┌─ Extracted records

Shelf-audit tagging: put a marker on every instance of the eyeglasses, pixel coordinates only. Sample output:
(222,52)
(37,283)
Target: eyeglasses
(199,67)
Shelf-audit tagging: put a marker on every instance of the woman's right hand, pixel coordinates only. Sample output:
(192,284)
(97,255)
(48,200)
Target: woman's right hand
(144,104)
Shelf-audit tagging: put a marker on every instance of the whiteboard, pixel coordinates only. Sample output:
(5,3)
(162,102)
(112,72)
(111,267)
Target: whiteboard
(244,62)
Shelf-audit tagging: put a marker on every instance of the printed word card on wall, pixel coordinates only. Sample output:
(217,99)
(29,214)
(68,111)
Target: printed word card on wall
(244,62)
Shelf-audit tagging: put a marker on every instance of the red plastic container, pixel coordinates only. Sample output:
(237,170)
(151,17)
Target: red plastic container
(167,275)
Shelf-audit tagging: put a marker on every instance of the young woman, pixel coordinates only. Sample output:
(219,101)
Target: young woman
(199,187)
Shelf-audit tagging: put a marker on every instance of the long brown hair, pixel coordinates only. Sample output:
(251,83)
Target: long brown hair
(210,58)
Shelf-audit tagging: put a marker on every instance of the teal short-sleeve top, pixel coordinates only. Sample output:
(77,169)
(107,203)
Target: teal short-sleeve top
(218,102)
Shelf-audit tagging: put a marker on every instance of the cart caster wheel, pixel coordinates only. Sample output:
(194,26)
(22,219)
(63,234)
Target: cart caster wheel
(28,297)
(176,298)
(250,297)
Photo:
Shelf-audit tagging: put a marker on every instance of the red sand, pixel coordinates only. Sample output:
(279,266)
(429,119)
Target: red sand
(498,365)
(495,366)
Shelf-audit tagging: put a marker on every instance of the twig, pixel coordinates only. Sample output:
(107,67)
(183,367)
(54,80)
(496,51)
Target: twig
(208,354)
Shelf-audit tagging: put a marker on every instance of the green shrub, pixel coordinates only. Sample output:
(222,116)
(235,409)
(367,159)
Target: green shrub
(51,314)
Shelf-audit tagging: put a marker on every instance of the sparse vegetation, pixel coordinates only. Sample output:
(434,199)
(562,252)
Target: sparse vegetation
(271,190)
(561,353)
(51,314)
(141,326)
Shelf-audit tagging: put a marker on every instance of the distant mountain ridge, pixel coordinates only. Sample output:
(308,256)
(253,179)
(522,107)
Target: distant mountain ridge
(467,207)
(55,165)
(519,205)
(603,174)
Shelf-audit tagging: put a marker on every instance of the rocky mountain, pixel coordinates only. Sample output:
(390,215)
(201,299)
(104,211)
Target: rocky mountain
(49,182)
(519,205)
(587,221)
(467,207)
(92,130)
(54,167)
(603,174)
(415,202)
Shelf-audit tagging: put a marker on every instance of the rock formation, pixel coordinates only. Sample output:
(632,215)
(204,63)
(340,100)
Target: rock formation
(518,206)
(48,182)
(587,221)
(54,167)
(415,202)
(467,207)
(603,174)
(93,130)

└─
┌─ Extracted records

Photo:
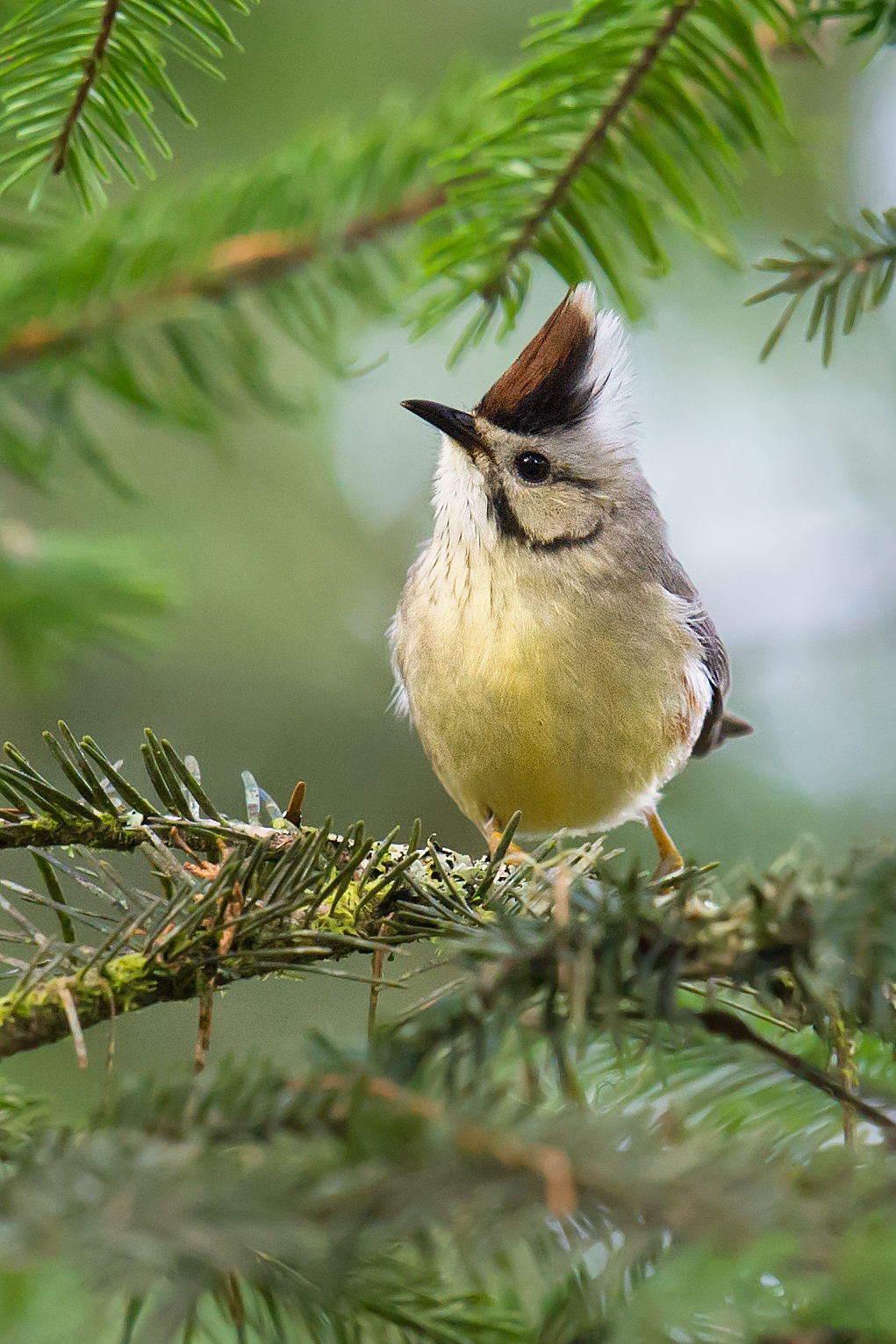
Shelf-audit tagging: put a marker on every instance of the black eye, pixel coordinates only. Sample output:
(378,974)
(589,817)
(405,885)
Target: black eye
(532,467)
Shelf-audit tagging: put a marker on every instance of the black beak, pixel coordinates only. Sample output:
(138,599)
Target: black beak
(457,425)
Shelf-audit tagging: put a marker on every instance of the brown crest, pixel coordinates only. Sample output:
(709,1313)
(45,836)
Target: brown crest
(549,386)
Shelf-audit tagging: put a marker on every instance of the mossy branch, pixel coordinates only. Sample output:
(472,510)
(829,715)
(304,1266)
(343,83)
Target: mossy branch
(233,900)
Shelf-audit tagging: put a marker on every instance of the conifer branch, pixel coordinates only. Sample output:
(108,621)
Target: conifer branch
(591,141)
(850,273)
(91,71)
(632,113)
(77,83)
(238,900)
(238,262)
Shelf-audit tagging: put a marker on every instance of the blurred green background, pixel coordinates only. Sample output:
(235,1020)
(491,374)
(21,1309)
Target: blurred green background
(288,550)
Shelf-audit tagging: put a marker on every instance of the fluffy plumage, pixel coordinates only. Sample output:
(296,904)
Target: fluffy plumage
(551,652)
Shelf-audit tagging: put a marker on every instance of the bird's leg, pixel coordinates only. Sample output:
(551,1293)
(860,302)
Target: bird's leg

└─

Change "put a marker on" to "place a dot on" and give the lines again with nothing else altered, starting at the line that has "of the conifer" and stopping after the one that has "Target: bird's leg".

- Task answer -
Shelf-audit tagging: place a dot on every instance of the conifer branch, pixel coordinates only. Sample output:
(108,621)
Target: conifer branch
(591,141)
(850,273)
(91,71)
(632,113)
(77,83)
(238,900)
(238,262)
Shelf-audit tagging: place a dot on every instance of the blurred green background, pixel coordinates only. Sample output:
(235,1020)
(491,374)
(21,1309)
Target: blurred green background
(288,550)
Shelf-audit tagging: place a dot on every instance of the fluffy plumage, pixel coordinates only. Sample output:
(296,904)
Target: fluffy plumage
(551,652)
Shelf-audit tagging: place a dot on every instance of the bird's leg, pixel coordinates only. Sample output:
(551,1293)
(860,302)
Target: bird's leg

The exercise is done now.